**設問内容:** 引用文のうち、「こんにちわ。フロントエンドエキスパートチームの@nus3_です。」を含む語句で始まり「のコンテンツの 1 つとしてフロントエンドクイズ大会の企画、運営を担当しました。」で終わる部分を、一字一句そのまま書き写してもらえますか？

この記事は、CYBOZU SUMMER BLOG FES '24 (Frontend stage) DAY4 の記事です。
こんにちわ。フロントエンドエキスパートチームの@nus3_です。
サイボウズでは開発、運用に関わる様々なチームや職能の人が集まって交流を深める社内イベントとして開運夏まつり 2024 が 7 月 2 ~ 4 日の 3 日間で開催されました。
開運夏まつり 2024 については詳しくは次の記事をご覧ください。
組織を強くするために!サイボウズ社内テックカンファレンス開催
この開運夏まつり 2024 の初日に Cybozu Frontend Day 2024 Summer と称し、社内でフロントエンドの交流ができるようなイベントを行いました。このイベントの詳細については後日、記事が公開される予定ですので、乞うご期待ください。
自分は、そんな Cybozu Frontend Day 2024 Summer のコンテンツの 1 つとしてフロントエンドクイズ大会の企画、運営を担当しました。
今回は社内イベントとしてフロントエンドクイズ大会を開催した際の学びと反省を紹介します。

**提示資料:**

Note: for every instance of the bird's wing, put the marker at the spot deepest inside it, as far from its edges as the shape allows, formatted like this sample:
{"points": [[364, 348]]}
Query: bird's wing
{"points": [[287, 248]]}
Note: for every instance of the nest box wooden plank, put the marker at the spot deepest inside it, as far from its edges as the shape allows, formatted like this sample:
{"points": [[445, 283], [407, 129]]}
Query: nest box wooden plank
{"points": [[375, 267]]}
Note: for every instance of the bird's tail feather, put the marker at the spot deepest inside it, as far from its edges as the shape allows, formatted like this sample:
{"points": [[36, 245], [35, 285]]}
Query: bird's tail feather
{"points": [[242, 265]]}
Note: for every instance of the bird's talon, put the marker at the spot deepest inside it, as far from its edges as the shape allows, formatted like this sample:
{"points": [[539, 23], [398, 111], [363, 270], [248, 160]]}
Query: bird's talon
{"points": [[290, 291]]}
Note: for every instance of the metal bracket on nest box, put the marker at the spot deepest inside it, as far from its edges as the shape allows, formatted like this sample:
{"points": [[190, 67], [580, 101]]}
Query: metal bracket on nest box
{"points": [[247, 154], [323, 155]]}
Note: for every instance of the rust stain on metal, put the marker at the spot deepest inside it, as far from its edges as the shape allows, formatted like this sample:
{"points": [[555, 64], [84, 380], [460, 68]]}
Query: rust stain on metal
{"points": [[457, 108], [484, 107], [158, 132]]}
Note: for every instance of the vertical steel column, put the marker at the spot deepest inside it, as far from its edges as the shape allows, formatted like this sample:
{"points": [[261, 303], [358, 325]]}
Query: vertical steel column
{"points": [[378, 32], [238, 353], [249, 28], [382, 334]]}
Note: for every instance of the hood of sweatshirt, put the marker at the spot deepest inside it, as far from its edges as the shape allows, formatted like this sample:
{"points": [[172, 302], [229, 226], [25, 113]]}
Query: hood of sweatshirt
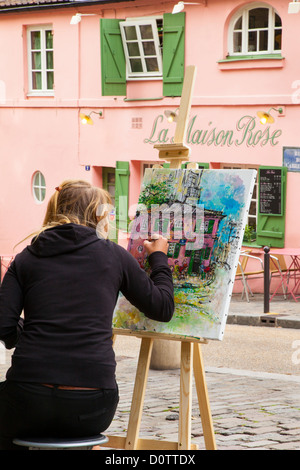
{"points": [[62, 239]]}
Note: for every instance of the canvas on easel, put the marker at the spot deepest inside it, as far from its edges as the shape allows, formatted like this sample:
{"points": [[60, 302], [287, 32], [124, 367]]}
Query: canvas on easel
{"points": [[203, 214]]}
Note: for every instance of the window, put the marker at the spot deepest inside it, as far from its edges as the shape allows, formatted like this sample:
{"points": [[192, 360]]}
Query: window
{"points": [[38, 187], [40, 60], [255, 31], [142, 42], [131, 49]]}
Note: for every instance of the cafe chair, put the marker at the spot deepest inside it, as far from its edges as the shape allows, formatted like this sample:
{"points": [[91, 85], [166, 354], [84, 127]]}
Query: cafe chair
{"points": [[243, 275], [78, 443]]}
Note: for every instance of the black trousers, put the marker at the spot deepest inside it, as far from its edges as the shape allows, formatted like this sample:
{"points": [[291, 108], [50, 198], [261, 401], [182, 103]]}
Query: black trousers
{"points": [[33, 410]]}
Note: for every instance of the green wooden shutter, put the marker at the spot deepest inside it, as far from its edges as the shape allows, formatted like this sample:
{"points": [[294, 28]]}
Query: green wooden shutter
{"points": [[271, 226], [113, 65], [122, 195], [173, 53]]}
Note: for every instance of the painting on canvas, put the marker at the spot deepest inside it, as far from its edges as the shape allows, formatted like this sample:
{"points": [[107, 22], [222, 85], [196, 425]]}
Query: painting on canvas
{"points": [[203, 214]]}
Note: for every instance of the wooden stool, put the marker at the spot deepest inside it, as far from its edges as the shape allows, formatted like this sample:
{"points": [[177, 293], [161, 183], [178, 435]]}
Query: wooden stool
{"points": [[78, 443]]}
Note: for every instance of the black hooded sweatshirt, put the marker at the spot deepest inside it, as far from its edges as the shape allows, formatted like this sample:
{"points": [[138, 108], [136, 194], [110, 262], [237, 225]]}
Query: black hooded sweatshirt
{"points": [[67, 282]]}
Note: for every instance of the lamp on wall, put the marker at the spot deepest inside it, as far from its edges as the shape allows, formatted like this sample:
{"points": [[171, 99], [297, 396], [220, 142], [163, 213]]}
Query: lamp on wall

...

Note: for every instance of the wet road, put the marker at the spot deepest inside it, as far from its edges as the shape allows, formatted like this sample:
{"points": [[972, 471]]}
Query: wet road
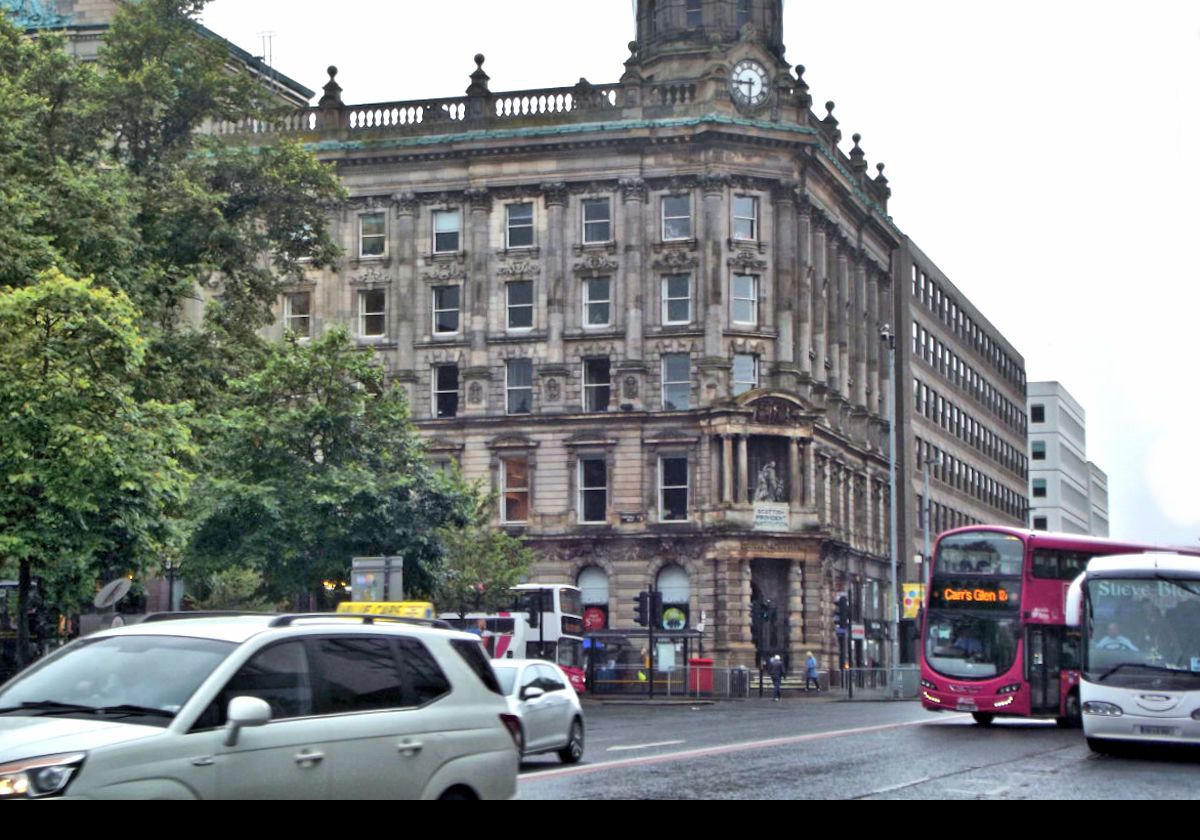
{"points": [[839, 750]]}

**解答例:**
こんにちわ。フロントエンドエキスパートチームの@nus3_です。
サイボウズでは開発、運用に関わる様々なチームや職能の人が集まって交流を深める社内イベントとして開運夏まつり 2024 が 7 月 2 ~ 4 日の 3 日間で開催されました。
開運夏まつり 2024 については詳しくは次の記事をご覧ください。
組織を強くするために!サイボウズ社内テックカンファレンス開催
この開運夏まつり 2024 の初日に Cybozu Frontend Day 2024 Summer と称し、社内でフロントエンドの交流ができるようなイベントを行いました。このイベントの詳細については後日、記事が公開される予定ですので、乞うご期待ください。
自分は、そんな Cybozu Frontend Day 2024 Summer のコンテンツの 1 つとしてフロントエンドクイズ大会の企画、運営を担当しました。